Input:
═══

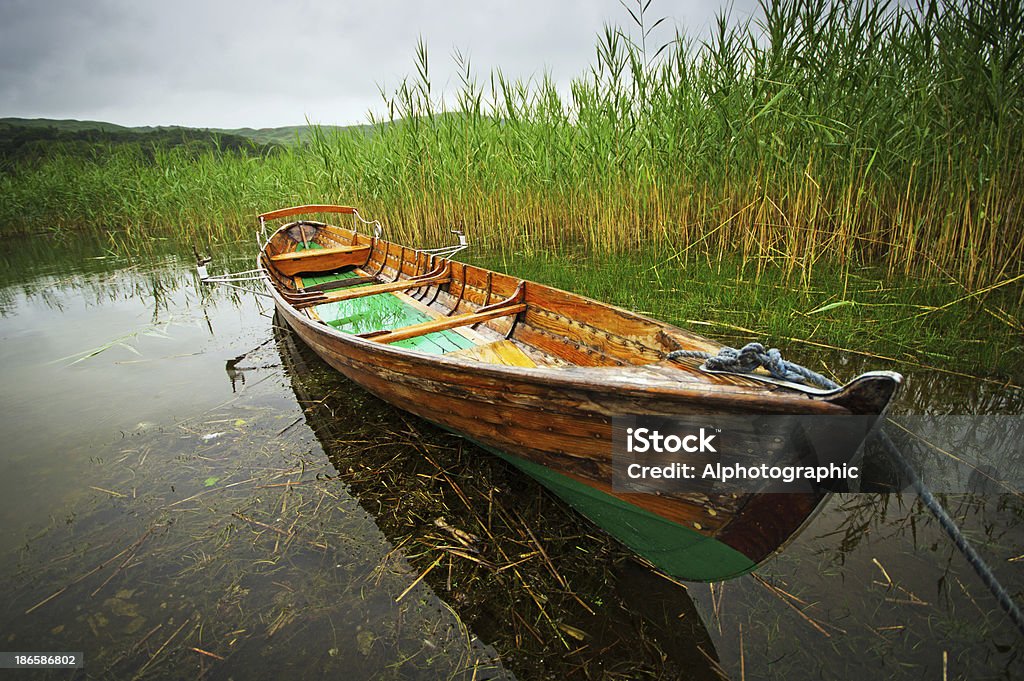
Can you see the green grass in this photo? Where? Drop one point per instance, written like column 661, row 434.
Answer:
column 880, row 322
column 859, row 163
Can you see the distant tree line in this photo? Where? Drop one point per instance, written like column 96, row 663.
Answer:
column 31, row 144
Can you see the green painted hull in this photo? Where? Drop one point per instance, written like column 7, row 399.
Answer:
column 672, row 548
column 675, row 549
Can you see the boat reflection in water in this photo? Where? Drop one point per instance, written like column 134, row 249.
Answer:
column 523, row 571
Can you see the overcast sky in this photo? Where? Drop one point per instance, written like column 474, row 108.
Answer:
column 272, row 62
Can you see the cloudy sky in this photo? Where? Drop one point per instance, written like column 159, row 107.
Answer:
column 272, row 62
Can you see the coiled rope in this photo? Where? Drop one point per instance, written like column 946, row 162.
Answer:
column 754, row 355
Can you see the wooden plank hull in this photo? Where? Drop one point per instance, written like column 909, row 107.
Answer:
column 555, row 422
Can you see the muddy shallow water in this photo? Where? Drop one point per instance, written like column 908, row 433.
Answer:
column 189, row 493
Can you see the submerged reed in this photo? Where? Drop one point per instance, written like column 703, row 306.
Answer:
column 849, row 132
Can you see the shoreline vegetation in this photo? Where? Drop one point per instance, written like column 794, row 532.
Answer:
column 858, row 163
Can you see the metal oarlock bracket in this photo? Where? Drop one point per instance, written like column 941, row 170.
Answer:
column 231, row 280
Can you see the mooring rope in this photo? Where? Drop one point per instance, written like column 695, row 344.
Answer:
column 753, row 355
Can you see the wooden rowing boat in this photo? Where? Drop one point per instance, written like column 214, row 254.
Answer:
column 537, row 375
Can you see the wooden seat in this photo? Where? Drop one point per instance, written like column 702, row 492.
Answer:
column 500, row 352
column 321, row 259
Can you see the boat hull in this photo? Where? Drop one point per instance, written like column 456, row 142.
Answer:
column 561, row 435
column 552, row 415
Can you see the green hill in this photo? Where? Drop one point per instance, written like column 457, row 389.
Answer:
column 283, row 135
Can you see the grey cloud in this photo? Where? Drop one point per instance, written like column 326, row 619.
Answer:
column 267, row 62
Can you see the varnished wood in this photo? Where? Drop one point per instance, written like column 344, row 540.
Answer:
column 401, row 285
column 305, row 210
column 320, row 260
column 499, row 352
column 443, row 324
column 598, row 360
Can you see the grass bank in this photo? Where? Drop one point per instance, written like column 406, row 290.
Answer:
column 804, row 150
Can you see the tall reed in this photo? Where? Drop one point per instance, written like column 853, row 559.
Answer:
column 851, row 132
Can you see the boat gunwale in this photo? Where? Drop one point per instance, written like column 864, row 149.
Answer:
column 636, row 380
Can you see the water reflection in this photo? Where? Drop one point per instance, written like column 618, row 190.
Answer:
column 154, row 505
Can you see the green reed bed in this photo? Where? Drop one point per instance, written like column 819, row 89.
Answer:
column 812, row 131
column 794, row 150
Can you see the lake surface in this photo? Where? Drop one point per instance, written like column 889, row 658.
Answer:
column 188, row 493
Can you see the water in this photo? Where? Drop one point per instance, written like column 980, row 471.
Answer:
column 189, row 493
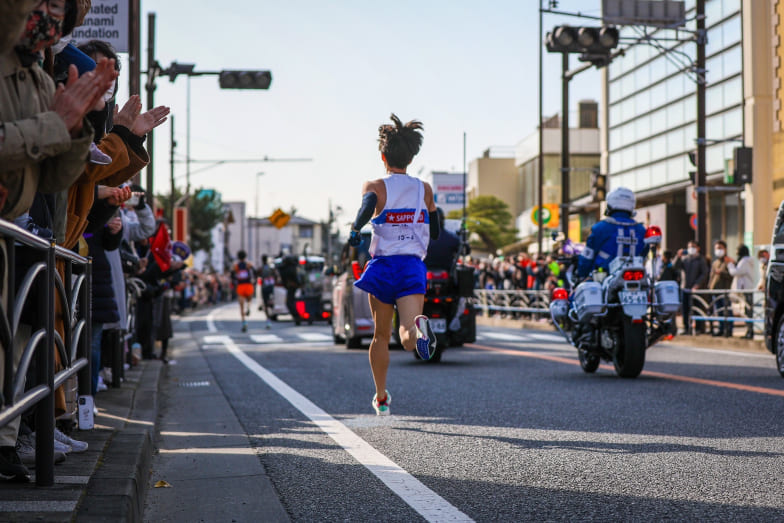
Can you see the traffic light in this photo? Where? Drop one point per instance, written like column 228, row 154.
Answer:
column 593, row 43
column 598, row 186
column 279, row 218
column 245, row 79
column 742, row 165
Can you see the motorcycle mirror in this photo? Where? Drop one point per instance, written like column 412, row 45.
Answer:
column 653, row 234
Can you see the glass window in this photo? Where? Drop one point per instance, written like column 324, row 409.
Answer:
column 615, row 162
column 715, row 69
column 733, row 91
column 658, row 95
column 675, row 141
column 675, row 114
column 731, row 30
column 615, row 90
column 733, row 122
column 714, row 98
column 658, row 121
column 732, row 61
column 658, row 147
column 644, row 152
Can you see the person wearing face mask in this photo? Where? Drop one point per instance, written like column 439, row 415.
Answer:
column 720, row 279
column 44, row 139
column 763, row 256
column 743, row 280
column 695, row 271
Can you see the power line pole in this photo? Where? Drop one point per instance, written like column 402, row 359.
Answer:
column 700, row 181
column 150, row 87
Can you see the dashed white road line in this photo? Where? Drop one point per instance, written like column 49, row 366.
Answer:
column 424, row 501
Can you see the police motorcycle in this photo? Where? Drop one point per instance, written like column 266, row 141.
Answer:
column 617, row 315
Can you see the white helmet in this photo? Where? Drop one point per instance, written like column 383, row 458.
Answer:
column 621, row 199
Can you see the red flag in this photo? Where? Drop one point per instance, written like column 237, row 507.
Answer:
column 161, row 247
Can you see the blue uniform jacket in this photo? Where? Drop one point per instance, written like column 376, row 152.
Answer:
column 612, row 237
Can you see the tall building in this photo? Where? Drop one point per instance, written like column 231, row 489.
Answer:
column 650, row 121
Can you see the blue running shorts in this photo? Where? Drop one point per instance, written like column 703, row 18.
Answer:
column 391, row 277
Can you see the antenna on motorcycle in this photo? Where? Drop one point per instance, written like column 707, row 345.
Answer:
column 653, row 235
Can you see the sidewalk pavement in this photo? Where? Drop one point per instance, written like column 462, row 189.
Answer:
column 108, row 481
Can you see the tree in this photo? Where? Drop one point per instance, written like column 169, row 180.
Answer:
column 489, row 219
column 205, row 211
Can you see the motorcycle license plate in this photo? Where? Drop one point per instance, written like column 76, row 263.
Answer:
column 633, row 298
column 438, row 324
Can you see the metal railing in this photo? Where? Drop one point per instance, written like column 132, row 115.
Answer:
column 48, row 294
column 726, row 306
column 515, row 302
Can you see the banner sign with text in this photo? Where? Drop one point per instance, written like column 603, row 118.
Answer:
column 107, row 21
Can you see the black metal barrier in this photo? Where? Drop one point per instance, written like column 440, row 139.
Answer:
column 43, row 288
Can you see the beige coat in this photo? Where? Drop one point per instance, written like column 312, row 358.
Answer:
column 37, row 152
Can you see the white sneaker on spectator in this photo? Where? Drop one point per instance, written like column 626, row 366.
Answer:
column 25, row 449
column 76, row 445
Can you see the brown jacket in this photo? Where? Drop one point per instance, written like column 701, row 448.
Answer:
column 126, row 162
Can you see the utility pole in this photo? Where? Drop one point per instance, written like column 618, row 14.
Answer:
column 172, row 146
column 540, row 180
column 700, row 181
column 151, row 73
column 564, row 146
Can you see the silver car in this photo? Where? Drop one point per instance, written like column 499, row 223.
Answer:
column 351, row 319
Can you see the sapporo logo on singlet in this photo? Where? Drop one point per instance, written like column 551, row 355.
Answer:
column 404, row 217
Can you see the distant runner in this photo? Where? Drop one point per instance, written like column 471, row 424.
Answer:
column 404, row 219
column 267, row 279
column 242, row 275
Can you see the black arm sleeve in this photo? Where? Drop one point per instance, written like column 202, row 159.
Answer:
column 435, row 226
column 369, row 200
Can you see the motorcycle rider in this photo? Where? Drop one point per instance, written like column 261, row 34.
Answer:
column 617, row 235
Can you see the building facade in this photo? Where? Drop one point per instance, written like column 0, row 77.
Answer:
column 584, row 159
column 650, row 122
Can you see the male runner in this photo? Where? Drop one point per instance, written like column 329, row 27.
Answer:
column 242, row 275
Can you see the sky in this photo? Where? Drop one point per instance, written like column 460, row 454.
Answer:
column 339, row 69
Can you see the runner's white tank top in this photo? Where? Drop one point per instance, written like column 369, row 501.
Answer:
column 394, row 230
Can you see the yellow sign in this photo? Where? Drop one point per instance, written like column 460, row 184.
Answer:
column 549, row 215
column 279, row 218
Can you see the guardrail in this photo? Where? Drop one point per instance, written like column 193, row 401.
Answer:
column 726, row 305
column 44, row 289
column 513, row 301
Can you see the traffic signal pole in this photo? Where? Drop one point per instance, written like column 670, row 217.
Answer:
column 565, row 77
column 700, row 182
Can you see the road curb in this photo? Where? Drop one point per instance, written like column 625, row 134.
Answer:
column 117, row 489
column 707, row 341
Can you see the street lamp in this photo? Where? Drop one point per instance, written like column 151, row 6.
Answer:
column 256, row 213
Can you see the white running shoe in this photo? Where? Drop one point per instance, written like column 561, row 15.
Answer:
column 426, row 338
column 382, row 408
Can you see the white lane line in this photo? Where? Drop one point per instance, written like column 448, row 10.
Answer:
column 427, row 503
column 546, row 337
column 265, row 338
column 503, row 336
column 314, row 336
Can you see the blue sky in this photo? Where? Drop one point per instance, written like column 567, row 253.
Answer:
column 339, row 68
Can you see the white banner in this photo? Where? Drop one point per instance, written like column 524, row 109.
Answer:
column 106, row 21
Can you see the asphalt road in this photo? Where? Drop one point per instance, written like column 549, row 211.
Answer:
column 506, row 429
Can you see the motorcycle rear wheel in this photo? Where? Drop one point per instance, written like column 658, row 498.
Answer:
column 589, row 362
column 629, row 353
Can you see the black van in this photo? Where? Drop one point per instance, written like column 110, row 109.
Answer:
column 774, row 293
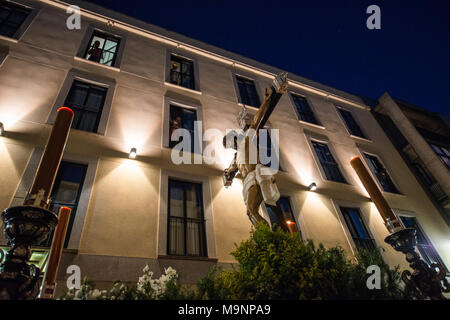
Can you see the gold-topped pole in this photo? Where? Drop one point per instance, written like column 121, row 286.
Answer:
column 390, row 219
column 49, row 282
column 39, row 193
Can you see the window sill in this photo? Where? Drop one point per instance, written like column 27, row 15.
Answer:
column 182, row 88
column 170, row 257
column 12, row 40
column 392, row 193
column 312, row 124
column 361, row 138
column 96, row 64
column 248, row 106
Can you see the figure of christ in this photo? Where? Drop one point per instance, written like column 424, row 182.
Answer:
column 258, row 181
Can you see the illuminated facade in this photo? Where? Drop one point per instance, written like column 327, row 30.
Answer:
column 130, row 84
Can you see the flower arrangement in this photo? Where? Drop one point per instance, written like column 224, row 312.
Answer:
column 147, row 288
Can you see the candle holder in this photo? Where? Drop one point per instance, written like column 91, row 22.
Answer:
column 426, row 281
column 23, row 226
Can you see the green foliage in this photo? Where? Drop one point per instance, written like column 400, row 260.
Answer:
column 278, row 265
column 271, row 265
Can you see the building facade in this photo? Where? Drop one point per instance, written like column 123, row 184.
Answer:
column 423, row 139
column 130, row 84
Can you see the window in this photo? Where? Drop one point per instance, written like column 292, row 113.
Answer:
column 181, row 72
column 286, row 209
column 182, row 118
column 11, row 18
column 247, row 92
column 426, row 249
column 304, row 111
column 351, row 123
column 66, row 193
column 186, row 224
column 102, row 48
column 357, row 228
column 443, row 153
column 86, row 100
column 380, row 173
column 326, row 159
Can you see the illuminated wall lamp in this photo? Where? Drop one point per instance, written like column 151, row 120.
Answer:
column 132, row 153
column 312, row 187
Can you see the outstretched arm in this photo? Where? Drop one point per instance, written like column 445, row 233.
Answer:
column 230, row 172
column 271, row 98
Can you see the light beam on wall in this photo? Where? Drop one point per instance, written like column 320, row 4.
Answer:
column 132, row 153
column 312, row 186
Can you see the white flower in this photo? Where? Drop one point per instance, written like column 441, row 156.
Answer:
column 96, row 293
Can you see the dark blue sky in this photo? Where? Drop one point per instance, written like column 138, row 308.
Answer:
column 324, row 40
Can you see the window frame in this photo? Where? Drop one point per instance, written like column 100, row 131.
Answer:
column 238, row 92
column 86, row 190
column 34, row 10
column 356, row 239
column 374, row 177
column 364, row 214
column 435, row 146
column 363, row 132
column 106, row 37
column 169, row 101
column 76, row 75
column 99, row 114
column 319, row 164
column 310, row 105
column 405, row 214
column 85, row 43
column 4, row 51
column 74, row 212
column 185, row 219
column 163, row 214
column 195, row 67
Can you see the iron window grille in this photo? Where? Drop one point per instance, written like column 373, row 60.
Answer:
column 103, row 48
column 443, row 153
column 380, row 173
column 247, row 92
column 304, row 111
column 351, row 123
column 182, row 72
column 186, row 223
column 182, row 118
column 357, row 228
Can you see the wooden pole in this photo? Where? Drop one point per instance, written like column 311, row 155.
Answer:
column 49, row 281
column 390, row 219
column 45, row 177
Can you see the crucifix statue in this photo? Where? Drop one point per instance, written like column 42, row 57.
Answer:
column 258, row 181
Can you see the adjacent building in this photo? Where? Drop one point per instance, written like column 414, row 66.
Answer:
column 130, row 85
column 423, row 139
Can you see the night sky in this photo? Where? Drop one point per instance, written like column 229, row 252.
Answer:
column 324, row 40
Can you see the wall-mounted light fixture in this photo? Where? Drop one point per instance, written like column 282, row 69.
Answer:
column 133, row 153
column 312, row 186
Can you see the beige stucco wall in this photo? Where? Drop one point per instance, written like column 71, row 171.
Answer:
column 123, row 210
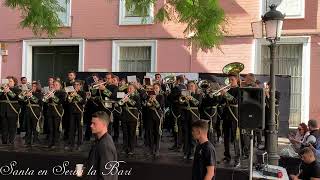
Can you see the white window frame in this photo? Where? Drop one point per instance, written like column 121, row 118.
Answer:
column 306, row 59
column 68, row 11
column 301, row 16
column 123, row 20
column 26, row 69
column 116, row 44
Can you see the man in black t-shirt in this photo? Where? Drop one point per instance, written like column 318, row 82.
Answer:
column 310, row 169
column 204, row 157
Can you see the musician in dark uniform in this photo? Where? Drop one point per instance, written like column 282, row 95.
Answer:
column 153, row 124
column 130, row 118
column 9, row 110
column 190, row 114
column 107, row 93
column 33, row 100
column 55, row 100
column 176, row 109
column 77, row 100
column 158, row 79
column 116, row 113
column 92, row 105
column 209, row 107
column 45, row 107
column 230, row 124
column 143, row 110
column 66, row 116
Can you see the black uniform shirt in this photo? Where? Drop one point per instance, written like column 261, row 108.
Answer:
column 103, row 151
column 204, row 156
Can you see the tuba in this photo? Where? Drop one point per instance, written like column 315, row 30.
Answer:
column 204, row 85
column 171, row 79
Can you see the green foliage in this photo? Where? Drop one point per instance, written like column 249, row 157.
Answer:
column 204, row 18
column 39, row 15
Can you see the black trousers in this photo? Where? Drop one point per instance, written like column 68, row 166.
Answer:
column 129, row 126
column 188, row 141
column 178, row 136
column 211, row 115
column 65, row 121
column 31, row 125
column 54, row 133
column 152, row 125
column 116, row 126
column 9, row 127
column 229, row 131
column 75, row 126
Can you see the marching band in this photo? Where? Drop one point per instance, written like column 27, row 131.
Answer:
column 137, row 108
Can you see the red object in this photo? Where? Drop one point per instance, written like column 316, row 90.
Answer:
column 280, row 175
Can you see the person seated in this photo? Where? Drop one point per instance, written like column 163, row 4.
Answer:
column 310, row 168
column 300, row 136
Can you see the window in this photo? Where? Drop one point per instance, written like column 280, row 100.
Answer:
column 130, row 17
column 65, row 16
column 292, row 58
column 134, row 56
column 293, row 9
column 289, row 62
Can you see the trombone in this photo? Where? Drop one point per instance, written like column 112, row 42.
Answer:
column 48, row 95
column 96, row 86
column 23, row 94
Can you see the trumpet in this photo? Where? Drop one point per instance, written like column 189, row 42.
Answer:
column 123, row 87
column 218, row 92
column 183, row 99
column 96, row 86
column 23, row 94
column 71, row 95
column 3, row 86
column 152, row 101
column 122, row 101
column 48, row 95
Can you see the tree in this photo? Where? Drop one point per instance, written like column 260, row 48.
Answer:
column 205, row 19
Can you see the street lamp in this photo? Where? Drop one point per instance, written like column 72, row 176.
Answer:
column 271, row 24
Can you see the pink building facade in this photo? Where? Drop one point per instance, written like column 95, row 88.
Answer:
column 111, row 38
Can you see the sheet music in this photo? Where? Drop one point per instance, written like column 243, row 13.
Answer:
column 132, row 79
column 4, row 81
column 69, row 89
column 121, row 95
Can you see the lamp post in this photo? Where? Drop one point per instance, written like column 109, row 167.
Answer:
column 272, row 24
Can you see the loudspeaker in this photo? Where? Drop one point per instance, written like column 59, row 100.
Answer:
column 251, row 108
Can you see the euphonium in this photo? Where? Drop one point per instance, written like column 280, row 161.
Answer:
column 182, row 99
column 123, row 87
column 23, row 94
column 96, row 86
column 47, row 95
column 121, row 101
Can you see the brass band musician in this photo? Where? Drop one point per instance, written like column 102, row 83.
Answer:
column 33, row 99
column 130, row 118
column 55, row 99
column 9, row 110
column 77, row 100
column 190, row 113
column 153, row 124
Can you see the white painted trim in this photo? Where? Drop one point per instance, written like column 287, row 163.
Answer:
column 27, row 45
column 0, row 66
column 306, row 58
column 133, row 43
column 123, row 20
column 301, row 16
column 69, row 14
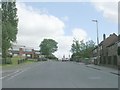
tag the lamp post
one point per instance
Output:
(96, 21)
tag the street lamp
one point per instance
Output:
(97, 40)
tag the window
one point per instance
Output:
(119, 50)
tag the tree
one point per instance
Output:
(9, 26)
(81, 49)
(48, 46)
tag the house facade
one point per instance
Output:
(106, 52)
(22, 51)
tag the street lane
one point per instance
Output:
(53, 74)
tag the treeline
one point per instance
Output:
(81, 49)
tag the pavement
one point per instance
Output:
(103, 68)
(55, 74)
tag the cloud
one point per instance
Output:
(35, 25)
(66, 18)
(109, 9)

═══

Description of the task: The expected output is an exact copy of the lines from the top of the data above through the line containing "Can you see the distant tree", both included, with every picture omitted.

Your response:
Can you see the green grass in this photo? Where? Drop one point per instance, written like column 661, row 434.
Answer:
column 880, row 322
column 859, row 163
Can you see the distant tree line in this photo? Where? Drop one point per instance, written like column 96, row 663.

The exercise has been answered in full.